◆ Data for this exercise
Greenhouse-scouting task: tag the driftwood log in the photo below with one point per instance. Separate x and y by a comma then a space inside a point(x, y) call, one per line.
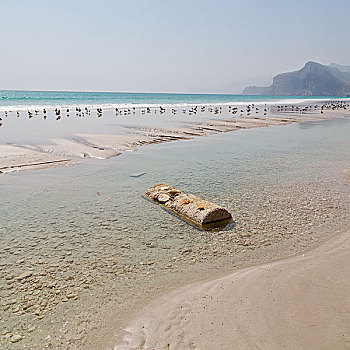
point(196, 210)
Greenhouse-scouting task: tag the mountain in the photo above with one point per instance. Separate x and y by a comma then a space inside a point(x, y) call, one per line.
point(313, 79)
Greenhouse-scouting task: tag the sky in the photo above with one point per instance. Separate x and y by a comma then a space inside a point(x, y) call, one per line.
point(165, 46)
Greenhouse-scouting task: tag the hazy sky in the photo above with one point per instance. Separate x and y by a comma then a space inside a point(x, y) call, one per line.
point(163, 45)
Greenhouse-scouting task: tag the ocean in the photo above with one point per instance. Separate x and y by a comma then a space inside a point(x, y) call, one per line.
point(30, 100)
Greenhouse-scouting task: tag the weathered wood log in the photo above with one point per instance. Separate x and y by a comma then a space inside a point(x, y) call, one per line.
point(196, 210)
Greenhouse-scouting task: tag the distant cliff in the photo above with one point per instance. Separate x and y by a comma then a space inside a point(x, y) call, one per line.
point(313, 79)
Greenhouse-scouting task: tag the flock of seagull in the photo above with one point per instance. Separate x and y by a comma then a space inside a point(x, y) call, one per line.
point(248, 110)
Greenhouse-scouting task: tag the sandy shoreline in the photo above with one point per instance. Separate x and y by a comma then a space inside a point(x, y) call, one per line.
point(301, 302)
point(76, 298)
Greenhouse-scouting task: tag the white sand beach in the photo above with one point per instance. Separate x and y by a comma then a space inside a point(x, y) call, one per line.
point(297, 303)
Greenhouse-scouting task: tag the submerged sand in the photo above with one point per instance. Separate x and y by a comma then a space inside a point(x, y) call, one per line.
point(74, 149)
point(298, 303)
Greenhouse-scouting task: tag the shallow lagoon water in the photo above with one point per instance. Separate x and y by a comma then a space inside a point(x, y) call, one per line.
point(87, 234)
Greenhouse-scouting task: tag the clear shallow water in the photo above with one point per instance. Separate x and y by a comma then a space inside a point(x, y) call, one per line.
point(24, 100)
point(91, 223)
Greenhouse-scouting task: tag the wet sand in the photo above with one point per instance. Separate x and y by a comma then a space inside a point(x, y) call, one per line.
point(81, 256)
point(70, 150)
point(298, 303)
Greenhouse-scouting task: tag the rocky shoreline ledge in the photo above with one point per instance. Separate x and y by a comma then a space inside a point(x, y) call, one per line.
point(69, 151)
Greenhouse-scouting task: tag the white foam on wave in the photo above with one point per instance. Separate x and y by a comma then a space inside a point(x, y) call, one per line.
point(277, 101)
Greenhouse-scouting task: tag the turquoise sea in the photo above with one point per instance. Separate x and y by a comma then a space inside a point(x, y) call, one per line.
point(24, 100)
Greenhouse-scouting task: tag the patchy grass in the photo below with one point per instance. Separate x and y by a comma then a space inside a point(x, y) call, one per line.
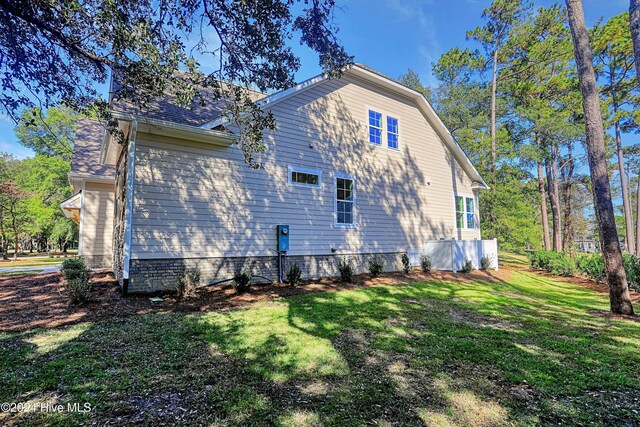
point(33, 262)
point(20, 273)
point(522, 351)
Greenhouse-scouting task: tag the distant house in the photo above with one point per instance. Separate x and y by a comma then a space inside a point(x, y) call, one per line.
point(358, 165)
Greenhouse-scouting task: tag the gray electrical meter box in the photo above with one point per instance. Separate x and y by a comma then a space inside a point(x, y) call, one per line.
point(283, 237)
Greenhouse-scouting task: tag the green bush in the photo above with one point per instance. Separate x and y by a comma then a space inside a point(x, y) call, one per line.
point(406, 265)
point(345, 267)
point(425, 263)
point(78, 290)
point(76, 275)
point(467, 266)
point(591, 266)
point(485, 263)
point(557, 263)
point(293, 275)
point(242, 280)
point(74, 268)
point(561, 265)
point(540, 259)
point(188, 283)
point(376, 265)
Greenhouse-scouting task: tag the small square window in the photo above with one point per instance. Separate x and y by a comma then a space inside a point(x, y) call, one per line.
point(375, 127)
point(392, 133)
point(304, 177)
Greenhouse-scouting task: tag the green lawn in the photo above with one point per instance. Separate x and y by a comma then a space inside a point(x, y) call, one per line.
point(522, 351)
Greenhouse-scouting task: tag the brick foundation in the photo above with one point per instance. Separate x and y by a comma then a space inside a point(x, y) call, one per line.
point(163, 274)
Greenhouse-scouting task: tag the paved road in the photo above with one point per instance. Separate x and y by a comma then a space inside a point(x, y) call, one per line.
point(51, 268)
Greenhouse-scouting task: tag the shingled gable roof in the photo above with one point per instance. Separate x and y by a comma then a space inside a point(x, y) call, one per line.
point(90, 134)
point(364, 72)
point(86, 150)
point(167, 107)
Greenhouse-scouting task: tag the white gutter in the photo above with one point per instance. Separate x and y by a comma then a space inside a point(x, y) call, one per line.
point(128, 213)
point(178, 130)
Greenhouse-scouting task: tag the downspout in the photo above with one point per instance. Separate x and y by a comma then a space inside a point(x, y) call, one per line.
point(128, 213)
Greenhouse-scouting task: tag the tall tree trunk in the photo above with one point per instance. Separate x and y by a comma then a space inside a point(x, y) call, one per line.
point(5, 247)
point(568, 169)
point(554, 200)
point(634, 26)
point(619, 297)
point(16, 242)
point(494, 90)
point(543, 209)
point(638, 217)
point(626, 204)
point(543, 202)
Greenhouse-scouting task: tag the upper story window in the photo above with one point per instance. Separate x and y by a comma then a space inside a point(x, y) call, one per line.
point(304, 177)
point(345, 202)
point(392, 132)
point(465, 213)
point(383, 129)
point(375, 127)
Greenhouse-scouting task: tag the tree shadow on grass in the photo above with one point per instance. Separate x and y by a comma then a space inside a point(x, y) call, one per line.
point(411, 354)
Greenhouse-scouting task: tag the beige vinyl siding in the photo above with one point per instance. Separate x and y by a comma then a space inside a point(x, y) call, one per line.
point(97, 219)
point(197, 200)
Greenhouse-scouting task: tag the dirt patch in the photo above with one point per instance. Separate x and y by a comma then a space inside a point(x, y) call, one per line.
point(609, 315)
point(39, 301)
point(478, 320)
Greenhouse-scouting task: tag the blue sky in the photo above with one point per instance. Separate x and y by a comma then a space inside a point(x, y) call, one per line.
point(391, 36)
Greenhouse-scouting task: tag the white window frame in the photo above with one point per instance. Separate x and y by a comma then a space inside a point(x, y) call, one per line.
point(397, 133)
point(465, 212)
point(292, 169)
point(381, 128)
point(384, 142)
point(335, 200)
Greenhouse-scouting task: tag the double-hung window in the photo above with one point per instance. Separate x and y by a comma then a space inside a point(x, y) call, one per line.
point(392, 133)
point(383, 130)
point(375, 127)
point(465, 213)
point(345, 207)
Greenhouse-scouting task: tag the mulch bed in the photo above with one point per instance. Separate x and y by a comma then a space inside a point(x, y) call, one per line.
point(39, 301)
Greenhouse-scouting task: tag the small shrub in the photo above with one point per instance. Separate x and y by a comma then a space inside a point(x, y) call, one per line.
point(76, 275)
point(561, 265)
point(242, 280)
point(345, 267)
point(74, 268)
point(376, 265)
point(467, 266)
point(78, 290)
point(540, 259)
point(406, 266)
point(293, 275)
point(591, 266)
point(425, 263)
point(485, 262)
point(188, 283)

...

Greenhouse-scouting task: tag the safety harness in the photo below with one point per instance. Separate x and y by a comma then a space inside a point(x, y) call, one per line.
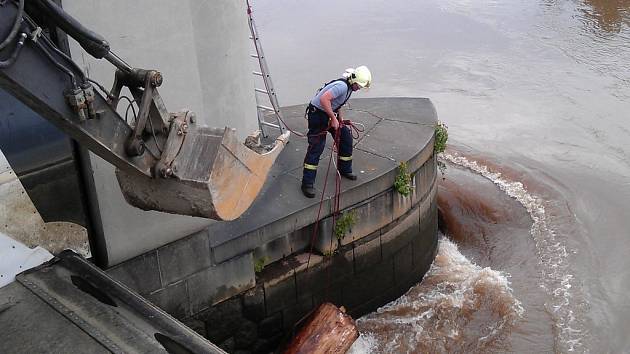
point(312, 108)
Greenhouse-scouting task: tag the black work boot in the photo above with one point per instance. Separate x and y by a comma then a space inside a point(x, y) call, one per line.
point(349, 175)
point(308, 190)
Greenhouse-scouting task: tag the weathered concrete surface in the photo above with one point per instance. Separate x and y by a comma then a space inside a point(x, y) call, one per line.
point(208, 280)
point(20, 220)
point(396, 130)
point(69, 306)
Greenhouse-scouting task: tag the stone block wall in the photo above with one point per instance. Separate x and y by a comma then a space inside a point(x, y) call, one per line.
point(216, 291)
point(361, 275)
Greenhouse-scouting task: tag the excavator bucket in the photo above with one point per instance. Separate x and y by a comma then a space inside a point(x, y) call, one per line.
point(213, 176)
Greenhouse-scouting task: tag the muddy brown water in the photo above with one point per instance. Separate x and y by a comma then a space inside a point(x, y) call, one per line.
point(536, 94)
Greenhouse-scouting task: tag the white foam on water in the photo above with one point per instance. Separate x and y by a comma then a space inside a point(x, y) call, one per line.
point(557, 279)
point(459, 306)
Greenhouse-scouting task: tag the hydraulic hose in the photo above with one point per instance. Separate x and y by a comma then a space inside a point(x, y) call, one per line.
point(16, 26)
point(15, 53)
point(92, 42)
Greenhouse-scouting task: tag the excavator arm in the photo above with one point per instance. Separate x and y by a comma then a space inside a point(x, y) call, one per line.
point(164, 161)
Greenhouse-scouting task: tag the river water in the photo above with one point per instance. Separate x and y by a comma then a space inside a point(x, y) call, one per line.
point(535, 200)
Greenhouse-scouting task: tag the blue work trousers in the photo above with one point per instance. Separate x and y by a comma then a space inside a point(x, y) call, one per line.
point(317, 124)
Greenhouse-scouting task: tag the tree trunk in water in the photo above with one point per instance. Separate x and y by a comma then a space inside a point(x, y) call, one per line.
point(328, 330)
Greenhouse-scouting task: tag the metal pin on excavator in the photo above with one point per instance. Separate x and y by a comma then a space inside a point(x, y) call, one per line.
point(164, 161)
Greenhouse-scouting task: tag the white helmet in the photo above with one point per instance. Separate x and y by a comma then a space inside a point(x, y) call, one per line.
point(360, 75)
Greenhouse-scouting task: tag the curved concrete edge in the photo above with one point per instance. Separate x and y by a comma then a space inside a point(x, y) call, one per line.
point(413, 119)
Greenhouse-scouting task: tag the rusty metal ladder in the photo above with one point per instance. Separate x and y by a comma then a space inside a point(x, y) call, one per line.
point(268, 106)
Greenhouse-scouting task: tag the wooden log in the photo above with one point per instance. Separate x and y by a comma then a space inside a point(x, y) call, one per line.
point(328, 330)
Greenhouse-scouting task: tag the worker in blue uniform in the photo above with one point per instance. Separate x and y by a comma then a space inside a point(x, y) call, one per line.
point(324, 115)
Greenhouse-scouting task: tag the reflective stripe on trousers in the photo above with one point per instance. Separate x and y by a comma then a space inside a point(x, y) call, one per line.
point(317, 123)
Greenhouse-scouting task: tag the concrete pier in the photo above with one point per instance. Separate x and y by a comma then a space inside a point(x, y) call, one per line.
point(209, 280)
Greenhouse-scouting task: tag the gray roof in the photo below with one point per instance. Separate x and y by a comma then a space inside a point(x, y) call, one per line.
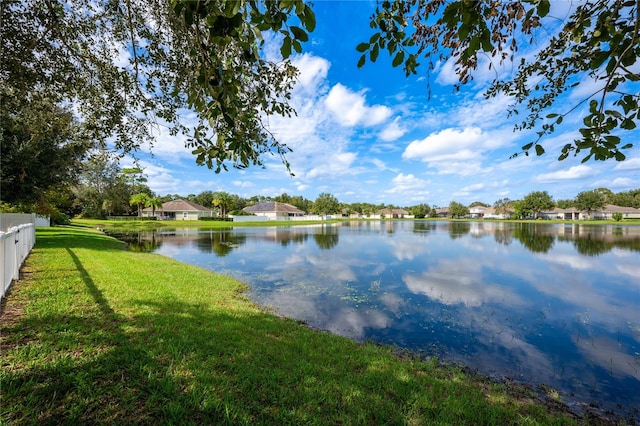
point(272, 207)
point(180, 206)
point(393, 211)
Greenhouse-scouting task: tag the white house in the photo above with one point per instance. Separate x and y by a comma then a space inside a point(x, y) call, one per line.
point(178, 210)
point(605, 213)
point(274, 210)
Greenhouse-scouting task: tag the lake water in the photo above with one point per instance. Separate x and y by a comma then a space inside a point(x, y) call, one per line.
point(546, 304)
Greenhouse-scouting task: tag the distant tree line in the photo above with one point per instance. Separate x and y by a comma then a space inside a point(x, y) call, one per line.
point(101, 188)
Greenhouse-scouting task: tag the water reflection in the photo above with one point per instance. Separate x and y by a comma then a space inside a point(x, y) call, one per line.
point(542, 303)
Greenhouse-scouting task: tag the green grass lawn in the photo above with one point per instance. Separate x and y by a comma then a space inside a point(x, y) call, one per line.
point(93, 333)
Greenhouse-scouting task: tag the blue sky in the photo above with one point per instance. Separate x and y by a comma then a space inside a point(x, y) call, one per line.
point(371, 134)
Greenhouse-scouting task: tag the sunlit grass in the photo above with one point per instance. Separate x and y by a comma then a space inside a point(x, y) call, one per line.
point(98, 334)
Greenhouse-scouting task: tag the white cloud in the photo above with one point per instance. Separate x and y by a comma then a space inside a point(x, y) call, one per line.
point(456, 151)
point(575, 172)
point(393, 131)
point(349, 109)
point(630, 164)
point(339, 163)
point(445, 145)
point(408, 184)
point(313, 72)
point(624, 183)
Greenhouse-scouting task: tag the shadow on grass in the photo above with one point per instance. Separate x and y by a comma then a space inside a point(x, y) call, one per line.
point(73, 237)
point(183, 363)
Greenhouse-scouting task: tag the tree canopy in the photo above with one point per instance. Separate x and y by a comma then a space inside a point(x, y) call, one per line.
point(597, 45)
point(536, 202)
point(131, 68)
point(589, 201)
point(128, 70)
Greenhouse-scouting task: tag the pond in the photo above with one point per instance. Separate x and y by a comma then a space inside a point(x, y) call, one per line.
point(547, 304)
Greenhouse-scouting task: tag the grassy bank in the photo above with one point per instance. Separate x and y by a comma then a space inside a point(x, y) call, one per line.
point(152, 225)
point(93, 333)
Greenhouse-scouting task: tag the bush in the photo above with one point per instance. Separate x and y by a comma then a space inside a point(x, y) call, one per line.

...

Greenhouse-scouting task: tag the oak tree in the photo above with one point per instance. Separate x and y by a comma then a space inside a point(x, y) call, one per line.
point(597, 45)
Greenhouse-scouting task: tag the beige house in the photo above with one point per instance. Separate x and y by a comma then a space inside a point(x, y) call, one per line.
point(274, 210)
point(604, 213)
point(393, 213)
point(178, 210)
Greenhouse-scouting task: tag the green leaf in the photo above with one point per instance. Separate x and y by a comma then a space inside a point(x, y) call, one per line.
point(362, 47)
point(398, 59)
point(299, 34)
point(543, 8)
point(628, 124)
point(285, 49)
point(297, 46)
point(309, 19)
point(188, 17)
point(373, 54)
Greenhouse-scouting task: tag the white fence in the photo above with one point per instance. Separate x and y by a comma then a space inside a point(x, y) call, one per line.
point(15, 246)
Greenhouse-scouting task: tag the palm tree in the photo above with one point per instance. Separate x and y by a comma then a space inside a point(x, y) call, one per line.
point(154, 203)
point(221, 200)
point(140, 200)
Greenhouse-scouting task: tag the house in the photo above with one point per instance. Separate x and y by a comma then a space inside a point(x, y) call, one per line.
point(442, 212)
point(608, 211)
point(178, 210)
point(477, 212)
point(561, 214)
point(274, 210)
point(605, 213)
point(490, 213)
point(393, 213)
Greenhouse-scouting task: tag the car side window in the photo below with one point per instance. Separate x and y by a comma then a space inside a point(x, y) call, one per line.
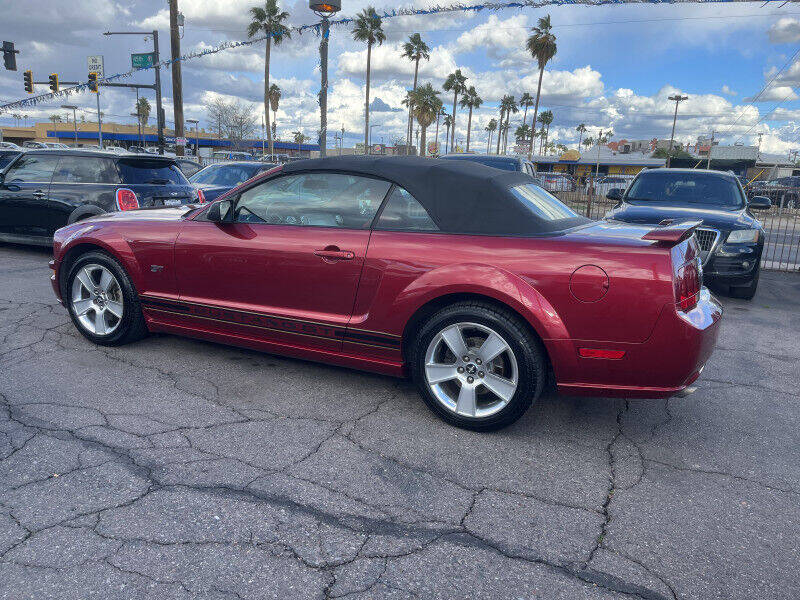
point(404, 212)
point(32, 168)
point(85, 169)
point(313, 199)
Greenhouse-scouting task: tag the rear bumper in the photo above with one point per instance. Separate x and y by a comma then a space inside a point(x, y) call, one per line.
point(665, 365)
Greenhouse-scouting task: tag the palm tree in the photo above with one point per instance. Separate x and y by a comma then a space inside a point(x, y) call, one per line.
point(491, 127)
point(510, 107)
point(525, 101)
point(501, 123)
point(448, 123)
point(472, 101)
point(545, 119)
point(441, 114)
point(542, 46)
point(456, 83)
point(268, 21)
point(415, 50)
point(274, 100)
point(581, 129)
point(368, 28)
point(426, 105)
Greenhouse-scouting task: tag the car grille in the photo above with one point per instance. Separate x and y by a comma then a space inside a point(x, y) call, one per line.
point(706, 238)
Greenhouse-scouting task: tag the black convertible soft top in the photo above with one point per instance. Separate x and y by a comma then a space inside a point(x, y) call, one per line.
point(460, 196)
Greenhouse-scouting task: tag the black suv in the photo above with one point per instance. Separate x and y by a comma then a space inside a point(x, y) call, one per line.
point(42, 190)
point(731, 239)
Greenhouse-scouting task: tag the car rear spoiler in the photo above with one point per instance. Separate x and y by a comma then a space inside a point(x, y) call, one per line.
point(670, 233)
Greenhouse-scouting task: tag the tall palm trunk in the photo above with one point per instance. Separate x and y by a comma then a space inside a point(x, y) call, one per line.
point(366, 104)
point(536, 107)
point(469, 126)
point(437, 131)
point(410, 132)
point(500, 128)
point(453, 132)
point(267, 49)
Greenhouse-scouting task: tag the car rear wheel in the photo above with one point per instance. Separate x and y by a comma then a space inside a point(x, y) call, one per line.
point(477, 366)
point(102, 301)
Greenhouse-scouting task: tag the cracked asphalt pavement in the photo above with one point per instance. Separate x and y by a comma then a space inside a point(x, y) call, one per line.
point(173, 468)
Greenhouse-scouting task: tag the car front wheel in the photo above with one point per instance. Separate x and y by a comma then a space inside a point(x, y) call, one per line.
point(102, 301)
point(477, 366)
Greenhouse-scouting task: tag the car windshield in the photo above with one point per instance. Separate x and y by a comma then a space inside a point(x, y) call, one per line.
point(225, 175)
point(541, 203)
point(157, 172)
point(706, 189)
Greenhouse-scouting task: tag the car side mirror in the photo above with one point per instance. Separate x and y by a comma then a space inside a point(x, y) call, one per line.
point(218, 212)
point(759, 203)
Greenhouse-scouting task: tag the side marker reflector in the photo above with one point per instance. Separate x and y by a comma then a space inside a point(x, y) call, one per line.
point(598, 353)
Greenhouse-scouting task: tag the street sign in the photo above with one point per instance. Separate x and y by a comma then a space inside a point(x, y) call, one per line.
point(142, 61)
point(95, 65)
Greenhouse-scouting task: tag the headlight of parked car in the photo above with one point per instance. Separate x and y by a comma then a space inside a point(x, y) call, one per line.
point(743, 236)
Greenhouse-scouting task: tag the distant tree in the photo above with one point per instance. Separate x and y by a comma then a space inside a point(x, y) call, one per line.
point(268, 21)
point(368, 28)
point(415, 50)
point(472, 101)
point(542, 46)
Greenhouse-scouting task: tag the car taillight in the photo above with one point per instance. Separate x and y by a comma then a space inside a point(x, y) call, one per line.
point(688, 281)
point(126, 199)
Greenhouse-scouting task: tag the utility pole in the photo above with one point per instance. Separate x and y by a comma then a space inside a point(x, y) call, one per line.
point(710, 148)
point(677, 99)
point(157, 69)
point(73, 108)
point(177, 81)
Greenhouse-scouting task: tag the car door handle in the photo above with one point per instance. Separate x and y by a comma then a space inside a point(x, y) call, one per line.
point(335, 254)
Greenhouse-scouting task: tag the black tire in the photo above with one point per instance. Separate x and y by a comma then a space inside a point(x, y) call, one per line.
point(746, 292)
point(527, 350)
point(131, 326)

◆ Exercise
Copy the rows starting at the line containing "Greenhouse-scouting task: tag the water" and ending at the line containing "point(624, 183)", replacing "white cloud" with "gray cloud" and changing nothing else.

◆ Task response
Greenhouse-scouting task: tag the water reflection in the photo above with one point per instance. Separate x and y by a comma then a space inside a point(x, y) call, one per line.
point(542, 303)
Greenhouse-scouting task: tag the green grass lawn in the photo above with one point per instance. Separate x and y by a comma then a space inside a point(x, y) call, one per line.
point(93, 333)
Greenhouse-scouting task: tag the blue sky in the photo above with one point per instance. Separate x and y by a comma then a space inside a point(x, y) call, one per line.
point(371, 134)
Greenhouse-scouting task: tag the sunlit grass in the photo above with one point per instance. Separate x and y by a comma then a space inside a point(x, y) call, one per line.
point(98, 334)
Greenhouse-scouting task: tag the gray cloud in the photo above with one point per instance. Separate x and y by a comma then a space inside a point(x, y) call, one per line.
point(456, 151)
point(575, 172)
point(393, 131)
point(349, 109)
point(630, 164)
point(339, 163)
point(445, 145)
point(408, 184)
point(313, 72)
point(624, 183)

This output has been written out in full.